** Task to complete **
Return every entry exactly as written.

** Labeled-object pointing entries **

%%

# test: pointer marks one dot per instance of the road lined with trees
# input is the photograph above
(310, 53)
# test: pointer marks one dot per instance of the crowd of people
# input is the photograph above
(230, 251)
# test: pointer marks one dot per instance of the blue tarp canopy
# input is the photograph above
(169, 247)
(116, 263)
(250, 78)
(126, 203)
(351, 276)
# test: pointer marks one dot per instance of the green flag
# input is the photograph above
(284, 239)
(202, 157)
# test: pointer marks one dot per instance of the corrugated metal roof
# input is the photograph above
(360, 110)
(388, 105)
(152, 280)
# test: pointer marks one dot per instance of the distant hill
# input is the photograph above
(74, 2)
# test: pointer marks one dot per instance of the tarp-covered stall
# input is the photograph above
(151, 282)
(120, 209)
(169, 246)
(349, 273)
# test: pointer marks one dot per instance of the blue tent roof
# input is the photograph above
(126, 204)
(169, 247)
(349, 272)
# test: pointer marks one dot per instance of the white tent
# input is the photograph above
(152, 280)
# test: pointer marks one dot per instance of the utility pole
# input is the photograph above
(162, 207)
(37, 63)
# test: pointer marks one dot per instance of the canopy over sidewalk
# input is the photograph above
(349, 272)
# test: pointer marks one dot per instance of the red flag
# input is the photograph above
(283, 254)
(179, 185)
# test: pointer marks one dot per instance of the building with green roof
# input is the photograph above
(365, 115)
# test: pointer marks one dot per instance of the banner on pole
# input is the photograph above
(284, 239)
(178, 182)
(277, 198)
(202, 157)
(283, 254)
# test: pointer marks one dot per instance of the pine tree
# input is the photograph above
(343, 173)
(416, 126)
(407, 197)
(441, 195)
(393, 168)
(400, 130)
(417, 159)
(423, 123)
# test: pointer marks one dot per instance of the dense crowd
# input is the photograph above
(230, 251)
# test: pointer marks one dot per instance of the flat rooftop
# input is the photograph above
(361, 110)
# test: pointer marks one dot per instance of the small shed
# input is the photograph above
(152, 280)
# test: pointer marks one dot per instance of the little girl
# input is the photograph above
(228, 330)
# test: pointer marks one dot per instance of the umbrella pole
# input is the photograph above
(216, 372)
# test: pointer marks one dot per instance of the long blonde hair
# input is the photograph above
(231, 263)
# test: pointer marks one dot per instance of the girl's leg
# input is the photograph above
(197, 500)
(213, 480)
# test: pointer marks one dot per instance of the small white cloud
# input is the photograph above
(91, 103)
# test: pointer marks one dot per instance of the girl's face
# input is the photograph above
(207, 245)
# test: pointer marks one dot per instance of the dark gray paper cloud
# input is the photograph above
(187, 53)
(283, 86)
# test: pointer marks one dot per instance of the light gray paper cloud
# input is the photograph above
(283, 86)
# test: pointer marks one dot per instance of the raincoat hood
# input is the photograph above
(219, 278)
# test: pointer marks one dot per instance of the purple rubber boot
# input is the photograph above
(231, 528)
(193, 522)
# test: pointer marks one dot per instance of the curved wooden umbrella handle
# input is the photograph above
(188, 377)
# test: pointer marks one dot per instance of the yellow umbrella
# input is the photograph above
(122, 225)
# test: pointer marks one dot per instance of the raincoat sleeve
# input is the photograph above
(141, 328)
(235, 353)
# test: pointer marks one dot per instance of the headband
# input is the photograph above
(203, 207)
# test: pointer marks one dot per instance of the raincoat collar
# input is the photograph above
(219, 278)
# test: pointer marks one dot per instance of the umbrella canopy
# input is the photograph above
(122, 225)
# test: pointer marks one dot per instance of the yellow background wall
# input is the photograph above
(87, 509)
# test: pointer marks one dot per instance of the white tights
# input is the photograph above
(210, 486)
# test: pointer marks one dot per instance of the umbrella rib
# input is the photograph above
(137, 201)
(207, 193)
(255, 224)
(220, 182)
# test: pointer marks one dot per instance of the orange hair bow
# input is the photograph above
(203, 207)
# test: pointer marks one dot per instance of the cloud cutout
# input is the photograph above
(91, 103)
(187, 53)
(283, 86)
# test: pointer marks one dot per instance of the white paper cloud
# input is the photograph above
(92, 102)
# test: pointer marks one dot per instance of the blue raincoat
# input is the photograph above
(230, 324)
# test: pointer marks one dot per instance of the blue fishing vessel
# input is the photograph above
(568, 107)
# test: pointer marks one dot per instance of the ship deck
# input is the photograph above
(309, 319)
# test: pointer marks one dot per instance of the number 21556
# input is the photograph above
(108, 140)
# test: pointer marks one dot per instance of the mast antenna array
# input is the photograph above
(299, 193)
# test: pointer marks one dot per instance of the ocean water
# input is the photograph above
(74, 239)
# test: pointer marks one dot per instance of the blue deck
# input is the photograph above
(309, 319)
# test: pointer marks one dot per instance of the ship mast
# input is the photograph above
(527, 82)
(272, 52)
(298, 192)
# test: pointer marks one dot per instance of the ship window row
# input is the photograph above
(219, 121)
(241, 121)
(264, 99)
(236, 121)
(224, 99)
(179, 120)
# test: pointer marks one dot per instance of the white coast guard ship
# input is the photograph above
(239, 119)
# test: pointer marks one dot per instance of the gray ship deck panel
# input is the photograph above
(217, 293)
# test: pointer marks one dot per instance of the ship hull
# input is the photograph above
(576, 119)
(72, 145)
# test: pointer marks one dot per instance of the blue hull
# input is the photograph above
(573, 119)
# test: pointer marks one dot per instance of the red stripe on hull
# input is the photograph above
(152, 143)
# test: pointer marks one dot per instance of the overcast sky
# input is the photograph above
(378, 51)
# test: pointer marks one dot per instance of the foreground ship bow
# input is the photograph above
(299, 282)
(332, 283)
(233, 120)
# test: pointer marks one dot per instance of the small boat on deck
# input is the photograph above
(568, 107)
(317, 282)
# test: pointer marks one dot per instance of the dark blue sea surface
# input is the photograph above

%%

** Completed task **
# test: pointer marks one dot per instance of the road lined with trees
# input is the photograph above
(310, 53)
# test: pointer marks one dot per instance of the crowd of people
# input is the photograph above
(230, 251)
# test: pointer marks one dot per instance of the blue tarp canopy
# input is the photograph above
(169, 247)
(116, 263)
(250, 78)
(126, 203)
(351, 276)
# test: pointer marks one dot per instance of the green flag
# input is the photograph above
(284, 239)
(202, 157)
# test: pointer marks one dot per instance of the corrugated metal roof
# input is the photograph above
(360, 110)
(388, 105)
(152, 280)
# test: pointer marks one dot per instance of the distant hill
# input is the photograph above
(74, 2)
# test: pointer marks one dot per instance of the tarp-covered stall
# input is the photograph above
(151, 282)
(120, 209)
(169, 246)
(349, 273)
# test: pointer marks one dot per instance of the blue tent roof
# input is the photograph above
(126, 204)
(169, 247)
(349, 272)
# test: pointer marks one dot per instance of the white tent
# input is the photograph above
(152, 280)
# test: pointer marks one dot per instance of the utility pole
# input is the photograph above
(162, 207)
(37, 63)
# test: pointer marks one dot per instance of the canopy over sidewalk
# input is the photograph above
(349, 272)
# test: pointer marks one dot per instance of the red flag
# input is the photograph above
(283, 254)
(179, 185)
# test: pointer marks one dot per instance of the building with green roof
# input is the photograph above
(365, 115)
# test: pointer marks one dot per instance of the banner on pole
# input is the photograph above
(284, 239)
(178, 182)
(277, 198)
(202, 157)
(283, 254)
# test: pointer marks one dot per instance of the pine tree
# input is the photograph above
(343, 173)
(416, 126)
(407, 197)
(441, 195)
(393, 168)
(400, 130)
(417, 159)
(423, 123)
# test: pointer marks one dot per instance of the dense crowd
# input is the photograph above
(230, 251)
# test: pointer marks one dot per instance of the flat rooftop
# input is the photograph above
(361, 110)
# test: pointer marks one dot per instance of the small shed
# input is the photograph above
(152, 280)
# test: pointer marks one dot per instance of the little girl
# input is the photograph above
(228, 330)
# test: pointer marks one dot per instance of the umbrella pole
# input is the photograph above
(216, 372)
# test: pointer marks one dot per instance of the long blonde hair
# input is the photograph above
(231, 263)
# test: pointer marks one dot per instance of the girl's leg
# input is the photograph above
(197, 500)
(213, 480)
# test: pointer marks one dot per instance of the small white cloud
# input is the photograph above
(91, 103)
# test: pointer marks one dot per instance of the girl's face
# input is the photograph above
(207, 245)
# test: pointer marks one dot per instance of the dark gray paper cloud
# input is the photograph above
(187, 53)
(283, 86)
# test: pointer marks one dot per instance of the light gray paper cloud
# input is the photograph above
(283, 86)
# test: pointer marks one dot per instance of the raincoat hood
# input is the photograph above
(219, 278)
# test: pointer marks one dot per instance of the purple rubber boot
# input is the photograph above
(231, 528)
(193, 522)
# test: pointer marks one dot per instance of the curved wooden umbrella handle
# input is the photograph above
(188, 377)
# test: pointer marks one dot per instance of the yellow umbrella
# input is the photograph above
(122, 225)
# test: pointer marks one dot per instance of the raincoat sleeve
# input is the photograph above
(141, 328)
(235, 353)
# test: pointer marks one dot per instance of the headband
# input is the photograph above
(203, 207)
# test: pointer marks one dot per instance of the raincoat collar
# input is the photograph above
(219, 278)
# test: pointer marks one dot per instance of the umbrella canopy
# input is the photograph above
(122, 225)
# test: pointer marks one dot per instance of the yellow background wall
# input is the photograph above
(87, 509)
# test: pointer marks one dot per instance of the white tights
# input is the photograph above
(210, 486)
# test: pointer marks one dot per instance of the umbrella rib
# input is the photograph above
(137, 201)
(207, 193)
(255, 224)
(220, 182)
# test: pointer marks one dot per instance of the orange hair bow
# input is the photograph above
(203, 207)
# test: pointer marks one dot per instance of the cloud cutout
# input is the photograph above
(91, 103)
(187, 53)
(283, 86)
# test: pointer marks one dot per instance of the white paper cloud
# input is the photograph above
(92, 102)
# test: pointer marks one dot per instance of the blue raincoat
# input is the photograph above
(230, 324)
# test: pointer marks one dot per instance of the blue fishing vessel
# input is the photograph above
(568, 107)
# test: pointer marks one dot per instance of the ship deck
# input is the photograph above
(309, 319)
# test: pointer marks one dot per instance of the number 21556
# input is the photograph above
(108, 140)
# test: pointer marks one dot per instance of the mast antenna array
# input is the photograph above
(299, 193)
# test: pointer marks one dot per instance of the ocean water
# input is the photograph above
(74, 239)
# test: pointer marks one dot per instance of the blue deck
# input is the photograph above
(309, 319)
# test: pointer marks one dot per instance of the ship mast
# input is the photograph above
(527, 82)
(272, 52)
(298, 192)
# test: pointer marks one dot per instance of the ship window row
# input is the photograph above
(219, 121)
(241, 121)
(264, 99)
(236, 121)
(224, 99)
(179, 120)
# test: pointer marks one dot per instance of the white coast guard ship
# input is the photograph above
(239, 119)
# test: pointer marks one dot per instance of the gray ship deck panel
# input is the photograph above
(217, 293)
# test: pointer marks one dot per instance of the ship hull
# input is the photograph above
(576, 119)
(72, 145)
# test: pointer marks one dot per instance of the blue hull
# input is the photograph above
(573, 119)
# test: pointer marks one dot per instance of the red stripe on hull
# input is the photograph above
(152, 143)
# test: pointer marks one dot per instance of the overcast sky
# input is the photograph above
(378, 51)
# test: pointer marks one dot per instance of the foreground ship bow
# input is the photograph above
(299, 282)
(332, 283)
(233, 120)
# test: pointer marks one dot per instance of the small boat on deck
# input is the photograph above
(568, 107)
(317, 282)
# test: pointer marks one dot per instance of the dark blue sea surface
# input is the photograph above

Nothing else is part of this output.